Render every line of the items below as a JSON list of strings, one string per line, with blank lines left out.

── Material provided

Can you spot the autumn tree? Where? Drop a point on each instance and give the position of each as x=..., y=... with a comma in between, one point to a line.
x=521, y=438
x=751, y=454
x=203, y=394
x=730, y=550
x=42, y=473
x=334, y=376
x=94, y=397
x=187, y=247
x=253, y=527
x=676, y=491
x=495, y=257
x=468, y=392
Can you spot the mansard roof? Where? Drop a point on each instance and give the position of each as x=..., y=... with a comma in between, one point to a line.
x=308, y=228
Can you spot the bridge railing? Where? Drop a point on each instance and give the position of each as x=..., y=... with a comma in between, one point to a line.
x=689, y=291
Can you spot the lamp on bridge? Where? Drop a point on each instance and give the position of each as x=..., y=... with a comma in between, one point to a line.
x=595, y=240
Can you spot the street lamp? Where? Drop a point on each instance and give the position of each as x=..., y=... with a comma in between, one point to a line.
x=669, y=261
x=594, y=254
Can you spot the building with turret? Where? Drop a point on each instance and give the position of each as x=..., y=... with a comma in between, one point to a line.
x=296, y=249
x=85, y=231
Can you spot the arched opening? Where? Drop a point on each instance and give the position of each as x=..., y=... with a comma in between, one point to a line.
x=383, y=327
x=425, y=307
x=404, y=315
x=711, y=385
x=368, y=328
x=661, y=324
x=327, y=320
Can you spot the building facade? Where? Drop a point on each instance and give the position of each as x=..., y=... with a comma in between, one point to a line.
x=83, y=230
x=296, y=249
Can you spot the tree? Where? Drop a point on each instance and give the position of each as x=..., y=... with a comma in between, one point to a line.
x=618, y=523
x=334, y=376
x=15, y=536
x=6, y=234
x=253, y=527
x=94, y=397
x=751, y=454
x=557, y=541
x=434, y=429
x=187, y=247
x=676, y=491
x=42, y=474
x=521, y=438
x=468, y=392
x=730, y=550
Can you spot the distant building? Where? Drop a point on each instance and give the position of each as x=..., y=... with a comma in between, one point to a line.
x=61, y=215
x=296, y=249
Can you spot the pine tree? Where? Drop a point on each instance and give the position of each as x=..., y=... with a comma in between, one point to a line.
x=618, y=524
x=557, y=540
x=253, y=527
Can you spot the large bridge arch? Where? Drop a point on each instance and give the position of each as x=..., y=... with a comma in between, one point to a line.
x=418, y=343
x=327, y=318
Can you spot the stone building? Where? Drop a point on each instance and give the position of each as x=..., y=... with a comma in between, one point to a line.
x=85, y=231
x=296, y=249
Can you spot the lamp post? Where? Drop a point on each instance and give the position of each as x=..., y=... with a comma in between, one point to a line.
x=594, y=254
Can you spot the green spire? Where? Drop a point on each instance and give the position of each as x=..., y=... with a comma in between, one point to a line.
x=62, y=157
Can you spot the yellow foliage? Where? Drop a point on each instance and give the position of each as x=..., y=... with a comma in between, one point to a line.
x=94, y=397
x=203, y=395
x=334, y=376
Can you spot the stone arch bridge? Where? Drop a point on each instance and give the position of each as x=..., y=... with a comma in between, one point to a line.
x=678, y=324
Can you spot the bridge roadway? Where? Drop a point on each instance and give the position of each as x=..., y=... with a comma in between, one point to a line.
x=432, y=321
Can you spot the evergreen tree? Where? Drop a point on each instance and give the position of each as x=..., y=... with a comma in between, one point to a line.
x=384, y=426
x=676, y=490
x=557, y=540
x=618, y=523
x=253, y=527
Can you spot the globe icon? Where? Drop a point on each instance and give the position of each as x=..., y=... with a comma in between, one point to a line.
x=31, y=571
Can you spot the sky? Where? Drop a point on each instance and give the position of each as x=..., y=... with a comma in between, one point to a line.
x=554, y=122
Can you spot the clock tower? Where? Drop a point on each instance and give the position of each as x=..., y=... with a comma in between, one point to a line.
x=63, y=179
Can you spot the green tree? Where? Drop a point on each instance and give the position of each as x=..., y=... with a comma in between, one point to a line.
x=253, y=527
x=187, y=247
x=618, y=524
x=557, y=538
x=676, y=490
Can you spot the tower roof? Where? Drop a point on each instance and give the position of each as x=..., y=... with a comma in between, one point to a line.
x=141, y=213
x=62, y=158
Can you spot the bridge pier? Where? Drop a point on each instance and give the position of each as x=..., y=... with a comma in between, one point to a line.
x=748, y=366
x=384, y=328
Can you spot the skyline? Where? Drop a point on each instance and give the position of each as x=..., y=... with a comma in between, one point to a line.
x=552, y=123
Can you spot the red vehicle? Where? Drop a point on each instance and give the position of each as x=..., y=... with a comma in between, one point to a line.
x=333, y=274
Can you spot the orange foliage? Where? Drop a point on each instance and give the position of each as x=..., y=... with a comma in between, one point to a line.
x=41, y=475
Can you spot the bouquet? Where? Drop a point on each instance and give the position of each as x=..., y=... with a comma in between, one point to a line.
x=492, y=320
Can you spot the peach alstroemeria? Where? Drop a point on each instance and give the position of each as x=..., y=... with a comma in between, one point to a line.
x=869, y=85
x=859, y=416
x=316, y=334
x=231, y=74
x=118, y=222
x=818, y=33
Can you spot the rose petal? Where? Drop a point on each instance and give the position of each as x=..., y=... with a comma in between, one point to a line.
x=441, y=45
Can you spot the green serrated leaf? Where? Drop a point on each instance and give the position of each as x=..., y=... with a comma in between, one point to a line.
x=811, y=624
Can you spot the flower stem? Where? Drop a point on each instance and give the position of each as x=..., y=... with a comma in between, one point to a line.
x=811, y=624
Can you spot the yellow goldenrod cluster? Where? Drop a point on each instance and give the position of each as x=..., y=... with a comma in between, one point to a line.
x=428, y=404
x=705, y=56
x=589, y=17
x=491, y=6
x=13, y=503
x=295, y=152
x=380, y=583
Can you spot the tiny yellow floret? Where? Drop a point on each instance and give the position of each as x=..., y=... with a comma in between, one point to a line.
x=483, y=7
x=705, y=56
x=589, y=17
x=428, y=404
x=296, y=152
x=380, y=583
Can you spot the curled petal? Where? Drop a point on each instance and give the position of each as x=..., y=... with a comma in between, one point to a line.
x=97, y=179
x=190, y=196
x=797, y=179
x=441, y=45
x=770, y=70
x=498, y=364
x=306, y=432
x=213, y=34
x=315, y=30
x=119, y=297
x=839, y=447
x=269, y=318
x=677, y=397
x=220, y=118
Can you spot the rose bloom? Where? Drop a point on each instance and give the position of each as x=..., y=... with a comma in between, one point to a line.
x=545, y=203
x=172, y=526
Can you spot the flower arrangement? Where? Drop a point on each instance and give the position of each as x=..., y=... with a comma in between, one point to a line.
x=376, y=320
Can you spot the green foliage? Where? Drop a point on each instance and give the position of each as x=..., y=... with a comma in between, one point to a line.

────

__Task result__
[
  "Can you spot the autumn tree? Where? Drop a point on each instance and give the position of each as x=..., y=... with a comma in between, one point to a line.",
  "x=521, y=438",
  "x=751, y=454",
  "x=203, y=394",
  "x=730, y=550",
  "x=42, y=473",
  "x=334, y=376",
  "x=94, y=397",
  "x=187, y=247",
  "x=253, y=527",
  "x=676, y=491",
  "x=495, y=257",
  "x=468, y=392",
  "Can you spot the mansard roof? Where? Drop a point on each instance and give the position of each as x=..., y=... with a comma in between, one point to a line.",
  "x=308, y=228",
  "Can you spot the bridge railing? Where? Drop a point on each instance and give the position of each as x=..., y=... with a comma in between, one point to a line.",
  "x=689, y=291",
  "Can you spot the lamp on bridge? Where? Drop a point on each instance and give the position of each as x=..., y=... with a comma in between, one point to a line.",
  "x=595, y=240",
  "Can you spot the street lamp? Where? Drop a point on each instance and give the position of each as x=..., y=... with a comma in between, one point to a line.",
  "x=669, y=261",
  "x=594, y=254",
  "Can you spot the building with turret? Where? Drop a point on each instance and give the position of each as x=..., y=... with a comma in between, one point to a line.",
  "x=296, y=249",
  "x=85, y=231",
  "Can you spot the arched opening? Where? Drop a point on each instance and give the position of each as x=..., y=... with a comma in between, one point to a line.",
  "x=383, y=327",
  "x=425, y=307",
  "x=404, y=315",
  "x=711, y=385",
  "x=368, y=328",
  "x=661, y=324",
  "x=327, y=320",
  "Can you spot the building facade? Where? Drop a point on each instance and give the position of each as x=..., y=... with a comma in between, one point to a line.",
  "x=83, y=230",
  "x=296, y=249",
  "Can you spot the tree? Where? Drop a point on each instance and give the position of each as x=..., y=... with a comma in between, one point to a line.",
  "x=618, y=523",
  "x=334, y=376",
  "x=15, y=536",
  "x=6, y=234",
  "x=253, y=527",
  "x=94, y=397",
  "x=751, y=454",
  "x=557, y=541",
  "x=434, y=429",
  "x=187, y=247",
  "x=676, y=491",
  "x=42, y=474",
  "x=521, y=438",
  "x=468, y=392",
  "x=730, y=550",
  "Can you spot the distant building? Where? Drop a point on each instance and give the position of each as x=..., y=... with a comma in between, one point to a line.",
  "x=61, y=215",
  "x=296, y=249",
  "Can you spot the pine tree? Where? Drop a point on each instance and give the position of each as x=..., y=... with a comma in between, one point to a line.",
  "x=618, y=524",
  "x=557, y=540",
  "x=253, y=527",
  "Can you spot the large bridge arch? Where? Drop a point on each instance and give the position of each as x=..., y=... with a comma in between, one point to a line.",
  "x=418, y=343",
  "x=327, y=318",
  "Can you spot the stone building? Where? Drop a point on each instance and give the position of each as x=..., y=... with a comma in between, one point to a line.",
  "x=85, y=231",
  "x=296, y=249",
  "Can you spot the lamp post? Where? Drop a point on each instance and give the position of each as x=..., y=... with a comma in between, one point to a line.",
  "x=594, y=254",
  "Can you spot the green spire? Where? Drop a point on each instance and give the position of each as x=..., y=... with a comma in between, one point to a line.",
  "x=62, y=157",
  "Can you spot the yellow foliage? Where? Drop a point on each instance and give the position of each as x=..., y=... with a comma in between, one point to a line.",
  "x=94, y=397",
  "x=203, y=395",
  "x=334, y=376",
  "Can you spot the stone arch bridge? Where? Drop a point on each instance and give the position of each as x=..., y=... with a comma in between, one point to a line.",
  "x=678, y=324",
  "Can you spot the bridge roadway? Where? Drop a point on each instance and give the position of each as x=..., y=... with a comma in between, one point to a line.",
  "x=432, y=321",
  "Can you spot the evergreen tree? Where? Drop a point on each instance and give the position of each as x=..., y=... with a comma in between, one point to a line.",
  "x=384, y=426",
  "x=676, y=490",
  "x=557, y=540",
  "x=618, y=523",
  "x=253, y=527",
  "Can you spot the globe icon? Where? Drop a point on each instance and give the position of each as x=..., y=... with a comma in between, one point to a line.",
  "x=31, y=571",
  "Can you spot the sky? Where? Drop a point on each instance and give the position of each as x=..., y=... with a comma in between, one point to a line.",
  "x=554, y=122",
  "Can you spot the clock tower? Where? Drop a point on each instance and give the position of each as x=..., y=... with a comma in between, one point to a line.",
  "x=63, y=179",
  "Can you spot the green tree? Where? Drop a point on each instance and give the position of each as x=..., y=... with a comma in between, one point to a line.",
  "x=253, y=527",
  "x=187, y=247",
  "x=618, y=524",
  "x=557, y=538",
  "x=676, y=490",
  "Can you spot the tower roof? Where? Drop a point on each instance and give the position of each as x=..., y=... with a comma in between, one point to a line.",
  "x=141, y=213",
  "x=62, y=158",
  "Can you spot the bridge pier? Where? Drop a point on each instance and give the position of each as x=..., y=... with a comma in between, one point to a line.",
  "x=748, y=366",
  "x=384, y=328",
  "Can you spot the skyline? Where? Drop a point on each instance and give the position of each as x=..., y=... with a comma in between, one point to a line.",
  "x=552, y=123",
  "Can you spot the red vehicle? Where? Drop a point on each instance and give the position of each as x=..., y=... with a comma in between, one point to a line.",
  "x=333, y=274",
  "Can you spot the orange foliage? Where? Drop a point on each instance and give the position of each as x=..., y=... with a comma in between, one point to a line.",
  "x=41, y=475",
  "Can you spot the bouquet? Where? Drop a point on each instance and give the position of each as x=..., y=... with a comma in between, one point to a line.",
  "x=492, y=320",
  "Can you spot the peach alstroemeria? Where? Drop a point on each instance and give the position of each as x=..., y=... with a comma in between, one point to a line.",
  "x=869, y=85",
  "x=859, y=416",
  "x=316, y=334",
  "x=231, y=74",
  "x=118, y=222",
  "x=818, y=33",
  "Can you spot the rose petal? Where? Drop a point on each instance and give the position of each as x=..., y=... with a comma in between, one point to a line.",
  "x=441, y=45",
  "Can you spot the green serrated leaf? Where? Drop a point on each instance and give the position of each as x=..., y=... with a comma in between, one point to a line.",
  "x=811, y=624",
  "Can you spot the flower stem? Where? Drop a point on each instance and give the position of each as x=..., y=... with a comma in between, one point to a line.",
  "x=811, y=624",
  "Can you spot the yellow goldenrod cluster? Where? Drop a point on each instance and give the position of each as x=..., y=... with a comma in between, one point to a line.",
  "x=428, y=404",
  "x=705, y=56",
  "x=589, y=17",
  "x=491, y=6",
  "x=13, y=503",
  "x=295, y=152",
  "x=380, y=583",
  "Can you spot the tiny yellow floret? Where? Drop a point on each instance and give the position of each as x=..., y=... with a comma in between, one point to a line.",
  "x=483, y=7",
  "x=705, y=56",
  "x=589, y=17",
  "x=428, y=404",
  "x=296, y=152",
  "x=380, y=583",
  "Can you spot the curled petal? Where? Drop a point on each instance and give the position of each as x=..., y=... with a comma in between, one point to a line.",
  "x=97, y=179",
  "x=190, y=196",
  "x=797, y=179",
  "x=441, y=45",
  "x=770, y=70",
  "x=498, y=364",
  "x=306, y=432",
  "x=213, y=34",
  "x=315, y=30",
  "x=119, y=297",
  "x=839, y=447",
  "x=269, y=318",
  "x=677, y=397",
  "x=220, y=118",
  "Can you spot the rose bloom? Where? Drop a point on each instance and give the position of each as x=..., y=... with a comma in between, one point to a line.",
  "x=545, y=203",
  "x=172, y=526",
  "Can you spot the flower arrangement? Where? Drop a point on each instance and give the position of each as x=..., y=... with a comma in between, one point to a line.",
  "x=376, y=320",
  "Can you spot the green foliage? Where? Drop a point on each instance and give the position of each as x=..., y=... with a comma in between, one point to a line."
]